= Extract provided =

=== Begin Enclosure ===

Amazon and Starbucks Oppose Seattle Tax to Fight Homelessness

Amazon and Starbucks Oppose Seattle Tax to Fight Homelessness

Amazon and Starbucks have hit out at a decision to impose a new tax to help fight homelessness in Seattle.

Seattle is introducing a new tax on large employers that will help fund homelessness and affordable housing programs—despite opposition from major companies such as Amazon and Starbucks.

The Seattle City Council voted unanimously for the new tax, saying it will raise $47m to tackle a housing affordability crisis due to a recent economic boom. But local firms claim it will kill jobs and investment.

Amazon, the U.S. city’s number one employer, said the levy could put future expansion on hold in the region.

“We remain very apprehensive about the future created by the council’s hostile approach and rhetoric toward larger businesses,” said Amazon’s vice president Drew Herdener following the vote. “[It] forces us to question our growth here.”

Meanwhile, Starbucks said: “This City continues to spend without reforming and fail without accountability.”

The tax will apply to companies with annual sales of least $20m a year, working out at about $275 annually for each worker. The money will be spent on building more affordable housing and support services for the homeless.

Supporters of the tax cite data showing Seattle’s median home prices have soared to $820,000, and more than 41% of renters are classed as “rent-burdened.” That means they spend around a third of their income on housing.

Seattle: the third-largest concentration of homeless people in the U.S.

The levy is expected to be imposed on about 500 companies, including Seattle-headquartered firms such as department store chain Nordstrom and coffee chain Starbucks.

“Public investments alone won’t end homelessness. City partnerships with private sector firms and nonprofits is another path that can help ease the crunch”, (

It will also affect the California-based tech giants Apple, Google and Facebook, which have a big presence in the city. But Seattle’s Chamber of Commerce said that “taxing jobs will not fix our region’s housing and homelessness problems”.

=== End Enclosure ===

= Supplied records =
=== Begin Enclosure ===

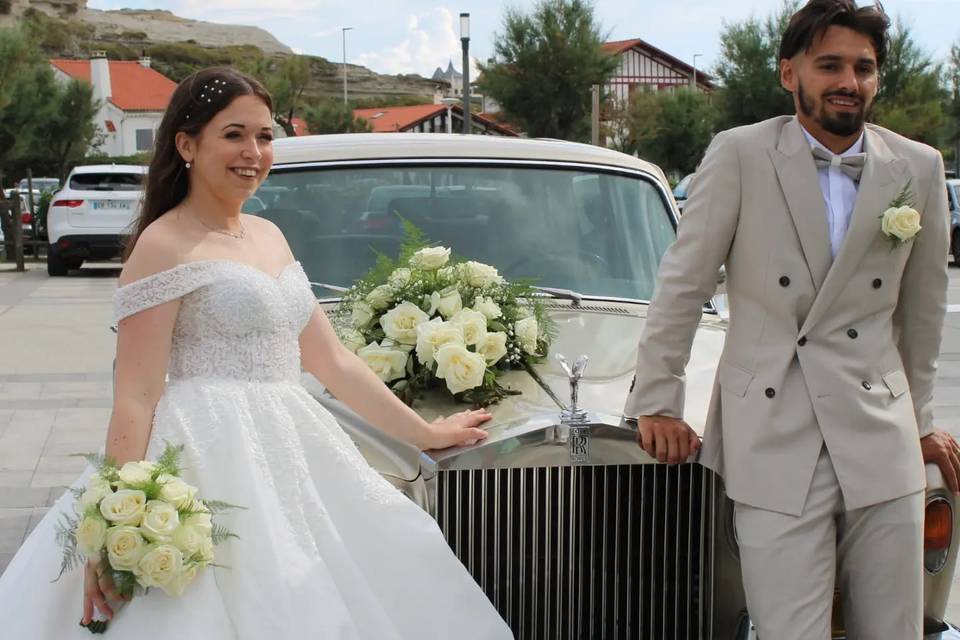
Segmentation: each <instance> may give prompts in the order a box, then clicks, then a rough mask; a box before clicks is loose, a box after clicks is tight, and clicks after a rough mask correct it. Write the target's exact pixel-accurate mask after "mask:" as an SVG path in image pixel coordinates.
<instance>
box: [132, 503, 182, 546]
mask: <svg viewBox="0 0 960 640" xmlns="http://www.w3.org/2000/svg"><path fill="white" fill-rule="evenodd" d="M179 526H180V516H179V515H178V514H177V508H176V507H175V506H173V505H172V504H170V503H168V502H164V501H163V500H151V501H150V502H148V503H147V506H146V511H145V512H144V514H143V522H141V523H140V530H141V531H142V532H143V537H144V538H146V539H147V540H151V541H153V542H169V541H170V536H172V535H173V532H174V531H176V530H177V527H179Z"/></svg>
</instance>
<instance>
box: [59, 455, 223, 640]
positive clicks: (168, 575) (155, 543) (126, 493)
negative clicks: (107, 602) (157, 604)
mask: <svg viewBox="0 0 960 640" xmlns="http://www.w3.org/2000/svg"><path fill="white" fill-rule="evenodd" d="M182 452H183V446H182V445H181V446H178V447H175V446H172V445H170V444H167V445H166V448H165V449H164V451H163V453H162V454H161V455H160V456H159V457H158V458H157V460H156V461H149V460H143V461H140V462H127V463H126V464H124V465H123V466H122V467H118V466H117V465H116V463H114V462H113V461H112V460H111V459H109V458H107V457H105V456H97V455H91V456H87V458H88V459H89V460H90V462H91V463H92V464H93V465H94V467H95V469H96V472H95V473H94V474H93V475H91V476H90V477H89V479H88V481H87V485H86V487H80V488H74V489H71V490H72V491H73V492H74V495H75V497H76V503H75V505H74V511H75V514H76V515H75V516H74V517H70V516H66V515H65V516H63V518H62V520H61V522H60V523H58V525H57V542H58V543H59V544H60V545H61V547H62V549H63V562H62V563H61V567H60V575H61V576H62V575H63V574H64V572H66V571H68V570H70V569H72V568H74V567H76V566H78V565H80V564H82V563H83V561H84V559H91V558H92V559H99V560H100V562H101V566H102V567H104V568H105V571H107V572H109V574H110V577H111V579H112V580H113V583H114V585H115V586H116V588H117V591H118V592H119V593H120V594H121V595H122V596H125V597H131V596H134V595H139V594H143V593H145V592H146V591H147V590H149V589H150V588H152V587H156V588H158V589H160V590H161V591H163V592H164V593H166V594H167V595H170V596H179V595H181V594H183V592H184V590H185V589H186V588H187V586H188V585H189V584H190V583H191V582H193V581H194V579H196V577H197V575H198V574H199V572H201V571H203V569H205V568H206V567H208V566H211V565H213V563H214V558H215V556H214V545H217V544H220V543H221V542H223V541H225V540H226V539H228V538H230V537H236V536H235V535H234V534H233V533H231V532H230V531H228V530H227V529H225V528H224V527H222V526H221V525H219V524H217V523H215V522H214V521H213V517H214V514H216V513H220V512H222V511H226V510H228V509H234V508H239V507H236V506H235V505H231V504H228V503H225V502H218V501H211V500H207V501H205V500H202V499H200V497H199V495H198V490H197V488H196V487H193V486H191V485H189V484H187V483H186V482H185V481H184V480H183V479H182V478H181V477H180V456H181V454H182ZM214 566H215V565H214ZM59 577H60V576H58V579H59ZM87 628H88V629H89V631H90V632H91V633H103V632H104V631H106V628H107V621H106V620H94V621H93V622H91V623H90V624H89V625H87Z"/></svg>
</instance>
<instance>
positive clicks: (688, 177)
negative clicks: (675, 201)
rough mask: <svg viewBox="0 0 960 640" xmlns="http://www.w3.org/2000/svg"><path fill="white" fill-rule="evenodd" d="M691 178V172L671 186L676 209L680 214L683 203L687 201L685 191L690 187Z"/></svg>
mask: <svg viewBox="0 0 960 640" xmlns="http://www.w3.org/2000/svg"><path fill="white" fill-rule="evenodd" d="M692 180H693V174H692V173H690V174H687V175H686V176H684V178H683V180H681V181H680V182H678V183H677V186H675V187H674V188H673V198H674V200H676V201H677V210H678V211H679V212H680V213H681V214H682V213H683V205H685V204H686V203H687V191H688V190H689V189H690V182H691V181H692Z"/></svg>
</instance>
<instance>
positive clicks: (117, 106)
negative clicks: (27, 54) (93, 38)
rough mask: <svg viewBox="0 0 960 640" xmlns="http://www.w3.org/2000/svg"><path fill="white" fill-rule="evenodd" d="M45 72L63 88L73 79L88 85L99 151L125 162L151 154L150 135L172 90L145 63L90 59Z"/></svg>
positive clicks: (71, 60) (99, 58) (165, 83)
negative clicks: (95, 114) (93, 106)
mask: <svg viewBox="0 0 960 640" xmlns="http://www.w3.org/2000/svg"><path fill="white" fill-rule="evenodd" d="M50 66H51V67H52V68H53V71H54V74H55V75H56V76H57V78H58V79H59V80H61V81H63V82H66V81H68V80H70V79H76V80H83V81H85V82H89V83H90V84H91V85H93V97H94V99H96V100H99V101H100V110H99V111H98V112H97V116H96V124H97V130H98V131H99V133H100V134H101V136H102V144H101V145H100V147H99V151H101V152H103V153H106V154H107V155H111V156H128V155H133V154H136V153H143V152H147V151H151V150H152V149H153V140H154V136H155V134H156V130H157V128H158V127H159V126H160V120H161V119H162V118H163V112H164V111H165V110H166V108H167V104H168V103H169V102H170V97H171V96H172V95H173V91H174V89H176V87H177V85H176V83H175V82H173V81H172V80H170V79H169V78H167V77H166V76H164V75H163V74H161V73H159V72H157V71H156V70H154V69H152V68H151V67H150V59H149V58H141V59H140V60H139V61H129V62H127V61H114V60H107V57H106V56H105V55H104V54H102V53H94V55H93V56H91V58H90V59H89V60H60V59H56V60H51V61H50Z"/></svg>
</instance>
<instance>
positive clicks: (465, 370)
mask: <svg viewBox="0 0 960 640" xmlns="http://www.w3.org/2000/svg"><path fill="white" fill-rule="evenodd" d="M435 357H436V359H437V377H438V378H443V379H444V381H446V383H447V389H449V390H450V393H460V392H461V391H467V390H469V389H475V388H476V387H479V386H480V385H481V384H483V375H484V373H486V371H487V362H486V360H484V359H483V356H481V355H480V354H477V353H472V352H470V351H467V348H466V347H462V346H460V345H458V344H447V345H444V346H442V347H440V348H439V349H437V353H436V356H435Z"/></svg>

=== End Enclosure ===

= Tasks to perform =
1. For the article on the Seattle homelessness tax, say whether each statement agrees with it: (a) the council vote on the tax was unanimous; (b) about 500 companies are expected to pay the levy; (c) Seattle's median home prices have reached $1m. Answer each with yes or no and quote the deciding words.
2. Reproduce the part of the article on the Seattle homelessness tax between "Supporters of the" and "coffee chain Starbucks.", inclusive.
The lines are separate material from the article on the Seattle homelessness tax.

= Expected responses =
1.
(a) Yes: "The Seattle City Council voted unanimously for the new tax"
(b) Yes: "The levy is expected to be imposed on about 500 companies"
(c) No: "Seattle’s median home prices have soared to $820,000"

2.
Supporters of the tax cite data showing Seattle’s median home prices have soared to $820,000, and more than 41% of renters are classed as “rent-burdened.” That means they spend around a third of their income on housing.

Seattle: the third-largest concentration of homeless people in the U.S.

The levy is expected to be imposed on about 500 companies, including Seattle-headquartered firms such as department store chain Nordstrom and coffee chain Starbucks.